▶ [INPUT MATERIAL]
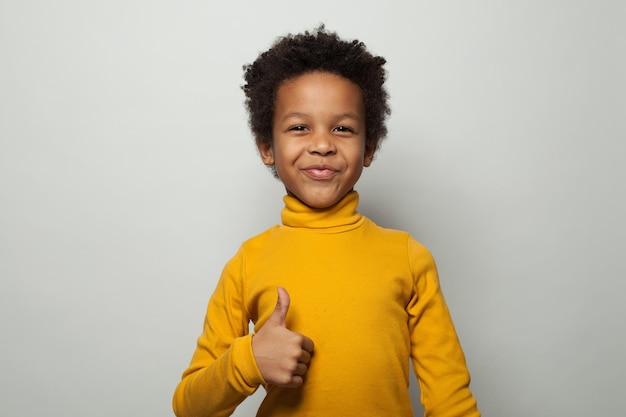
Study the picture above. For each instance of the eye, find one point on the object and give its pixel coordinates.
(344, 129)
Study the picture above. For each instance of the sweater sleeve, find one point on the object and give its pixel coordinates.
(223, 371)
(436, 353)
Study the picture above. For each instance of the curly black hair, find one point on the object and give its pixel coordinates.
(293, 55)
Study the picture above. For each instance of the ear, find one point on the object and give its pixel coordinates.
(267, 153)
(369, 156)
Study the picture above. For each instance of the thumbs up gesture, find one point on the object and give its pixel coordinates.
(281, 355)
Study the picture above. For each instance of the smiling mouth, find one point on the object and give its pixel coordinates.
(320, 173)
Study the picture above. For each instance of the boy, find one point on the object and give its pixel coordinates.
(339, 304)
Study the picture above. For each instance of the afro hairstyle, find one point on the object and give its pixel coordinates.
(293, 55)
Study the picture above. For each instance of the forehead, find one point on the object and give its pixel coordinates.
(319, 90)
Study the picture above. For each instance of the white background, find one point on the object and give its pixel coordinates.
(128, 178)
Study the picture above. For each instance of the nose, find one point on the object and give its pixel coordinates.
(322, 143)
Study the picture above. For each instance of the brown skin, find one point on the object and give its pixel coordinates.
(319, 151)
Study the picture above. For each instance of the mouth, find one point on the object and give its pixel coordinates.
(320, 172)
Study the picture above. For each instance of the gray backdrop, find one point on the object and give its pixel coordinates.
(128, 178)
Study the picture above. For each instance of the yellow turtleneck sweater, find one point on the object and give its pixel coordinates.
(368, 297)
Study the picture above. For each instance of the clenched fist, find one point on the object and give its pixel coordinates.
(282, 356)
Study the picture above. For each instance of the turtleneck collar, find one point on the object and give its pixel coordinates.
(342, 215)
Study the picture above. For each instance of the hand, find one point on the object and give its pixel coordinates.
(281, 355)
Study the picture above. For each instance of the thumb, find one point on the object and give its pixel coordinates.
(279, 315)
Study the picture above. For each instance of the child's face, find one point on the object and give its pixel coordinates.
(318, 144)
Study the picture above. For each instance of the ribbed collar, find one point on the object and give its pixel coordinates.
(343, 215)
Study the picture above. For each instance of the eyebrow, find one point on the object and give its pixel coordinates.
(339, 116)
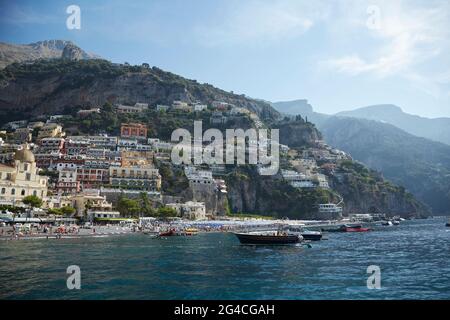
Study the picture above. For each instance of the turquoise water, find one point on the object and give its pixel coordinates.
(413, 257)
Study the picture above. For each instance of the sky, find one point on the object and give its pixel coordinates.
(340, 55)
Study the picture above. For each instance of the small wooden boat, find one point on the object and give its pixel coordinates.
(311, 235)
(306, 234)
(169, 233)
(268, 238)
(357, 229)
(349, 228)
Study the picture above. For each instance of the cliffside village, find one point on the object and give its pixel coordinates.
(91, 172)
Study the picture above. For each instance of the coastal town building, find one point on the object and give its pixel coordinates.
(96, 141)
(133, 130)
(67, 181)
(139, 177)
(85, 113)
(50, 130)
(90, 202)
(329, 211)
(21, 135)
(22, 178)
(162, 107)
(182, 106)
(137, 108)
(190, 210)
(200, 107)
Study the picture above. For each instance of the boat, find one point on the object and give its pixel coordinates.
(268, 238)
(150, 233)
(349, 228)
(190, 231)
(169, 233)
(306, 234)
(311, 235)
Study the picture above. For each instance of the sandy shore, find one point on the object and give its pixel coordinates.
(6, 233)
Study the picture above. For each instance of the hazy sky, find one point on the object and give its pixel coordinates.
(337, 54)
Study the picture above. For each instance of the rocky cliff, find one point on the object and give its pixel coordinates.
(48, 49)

▶ [TASK PROMPT]
Write the full listing out again with every line unchanged, but include no pictures.

▶ [WRITTEN SOLUTION]
Study the picture above. For each instance of the eye, find one point on the object and give its pixel coordinates.
(344, 129)
Study the picture above. For each instance of the sweater sleeve, find one point on the object and give its pixel coordinates.
(223, 371)
(436, 353)
Study the picture above. For each instance of the curly black hair, find one point on the object and give its pixel coordinates.
(293, 55)
Study the picture above. For each instance of the ear, find one point on the object and give its pixel coordinates.
(267, 153)
(369, 156)
Study the picture above. For each instance of the thumbs up gesture, find one point on the object and give its pixel coordinates.
(281, 355)
Study the picture above. For each instance of the smiling mouth, find one point on the object and give its pixel coordinates.
(320, 173)
Study the picture above. For each instance of the boy, find one point on the object and give its pixel coordinates.
(339, 304)
Study the picture above. For each instance of the afro hairstyle, find one point on the object and give its pixel coordinates.
(293, 55)
Study the picture above. For each instance of the forehead, find one point on the object and give its pixel coordinates.
(319, 90)
Study the picture above. For each instance of the white background, find one point on the object and give its pixel coordinates.
(128, 178)
Study the picture above. For each instance of the nose, find one point on the object and give its pixel coordinates.
(322, 143)
Study the picture above. For each instance of the brown skin, find one point on the object and give its pixel coordinates.
(319, 151)
Study the picture above. For each instance of the mouth, find one point on the object and give its pixel coordinates.
(320, 172)
Study the picture above. For each instance of the gray backdrop, find one point on the object and give its pixel coordinates.
(128, 178)
Study the picture above. For each instance of the yellow turtleneck sweater, find one point on the object and give its pixel coordinates.
(368, 297)
Study the picture above. For each instance of the clenched fist, find one point on the object and give its pixel coordinates.
(282, 356)
Study the picture above. For each instance of the turtleneck collar, find one point on the object and give its pixel coordinates.
(342, 215)
Study the picture above. For each instance of the hand, find one point on the object and give its pixel coordinates.
(281, 355)
Study the picture above. For each instance of the thumb, find one point on the object and give its pixel coordinates.
(279, 315)
Study the picture above. For each instance of the child's face, find one point on the object and give its pixel coordinates.
(318, 144)
Study the picture above. For each instance of the ribbed collar, find one point on the object and give its pixel coordinates.
(343, 215)
Study the picture above. For each instance of the eyebrow, find one point on the object and give its pixel coordinates.
(339, 116)
Study the picture above. For each instance of the turquoise water, find one point on the object and give its pixel coordinates.
(413, 257)
Study the picture above. For each instance of the sky, find one point on the object and give its pixel coordinates.
(340, 55)
Study the picture above. For each instance of the small wooden boat, find one point on the object and give its pixel coordinates.
(311, 235)
(306, 234)
(169, 233)
(268, 238)
(357, 229)
(349, 228)
Study the picture above. For each instance of the cliffside village, find one point on the object and give its pixel coordinates.
(91, 172)
Study the picture above. For each instance of the coastal town building, find one point on the object and give its pixel coordinates.
(96, 141)
(133, 130)
(67, 181)
(139, 177)
(85, 113)
(50, 130)
(90, 202)
(329, 211)
(21, 135)
(22, 178)
(162, 107)
(182, 106)
(137, 108)
(190, 210)
(200, 107)
Study the picture above. For each instance of the boat, find one point on the object and give its pixel coordinates.
(268, 238)
(150, 233)
(349, 228)
(190, 231)
(169, 233)
(306, 234)
(311, 235)
Study the picture above. For each instance of the sandy shore, find one point on the object and give its pixel coordinates.
(6, 233)
Study the picture above. For each instance of the hazy sky, find one point on the object and give its pixel coordinates.
(337, 54)
Study the picture above. For each instance of the rocky cliff, find one point on the object and give its pixel coordinates.
(48, 49)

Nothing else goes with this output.